Records supplied section start
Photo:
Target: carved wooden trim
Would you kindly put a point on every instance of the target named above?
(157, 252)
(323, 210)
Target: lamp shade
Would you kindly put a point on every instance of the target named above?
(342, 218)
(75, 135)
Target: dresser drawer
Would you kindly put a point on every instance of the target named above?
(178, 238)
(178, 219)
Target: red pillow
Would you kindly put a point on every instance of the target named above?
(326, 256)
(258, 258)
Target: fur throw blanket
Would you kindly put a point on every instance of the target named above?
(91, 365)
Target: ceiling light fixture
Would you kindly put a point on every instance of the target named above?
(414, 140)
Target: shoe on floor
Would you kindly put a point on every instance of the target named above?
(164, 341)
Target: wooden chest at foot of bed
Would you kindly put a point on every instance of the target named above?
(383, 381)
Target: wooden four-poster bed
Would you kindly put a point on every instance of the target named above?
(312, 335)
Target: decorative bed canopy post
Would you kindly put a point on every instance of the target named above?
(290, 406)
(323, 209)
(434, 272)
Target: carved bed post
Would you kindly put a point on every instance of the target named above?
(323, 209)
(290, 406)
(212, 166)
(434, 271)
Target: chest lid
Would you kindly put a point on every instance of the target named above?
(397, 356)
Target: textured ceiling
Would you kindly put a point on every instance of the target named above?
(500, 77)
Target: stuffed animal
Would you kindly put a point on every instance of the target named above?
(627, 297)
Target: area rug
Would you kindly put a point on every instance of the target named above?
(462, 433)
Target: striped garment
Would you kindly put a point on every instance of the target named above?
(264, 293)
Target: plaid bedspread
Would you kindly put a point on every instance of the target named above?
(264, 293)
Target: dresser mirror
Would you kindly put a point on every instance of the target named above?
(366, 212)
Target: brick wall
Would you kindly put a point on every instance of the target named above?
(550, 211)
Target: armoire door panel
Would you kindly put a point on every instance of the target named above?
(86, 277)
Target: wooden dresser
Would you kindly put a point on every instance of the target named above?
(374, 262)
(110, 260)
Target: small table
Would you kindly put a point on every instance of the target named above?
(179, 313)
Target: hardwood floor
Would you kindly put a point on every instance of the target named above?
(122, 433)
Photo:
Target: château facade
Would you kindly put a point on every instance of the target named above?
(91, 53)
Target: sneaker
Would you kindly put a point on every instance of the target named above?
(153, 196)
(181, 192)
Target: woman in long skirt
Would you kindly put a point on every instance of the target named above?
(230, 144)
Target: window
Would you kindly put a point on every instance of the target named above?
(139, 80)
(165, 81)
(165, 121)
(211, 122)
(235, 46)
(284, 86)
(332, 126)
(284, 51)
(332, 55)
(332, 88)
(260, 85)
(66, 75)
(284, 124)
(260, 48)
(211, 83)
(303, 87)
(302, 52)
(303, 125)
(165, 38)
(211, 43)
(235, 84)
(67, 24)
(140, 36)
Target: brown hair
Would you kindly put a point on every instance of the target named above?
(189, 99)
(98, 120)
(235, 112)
Records supplied section end
[Work instructions] Take each line above that holds the string "ceiling" and copy it.

[Problem solution]
Target: ceiling light fixture
Target: textured ceiling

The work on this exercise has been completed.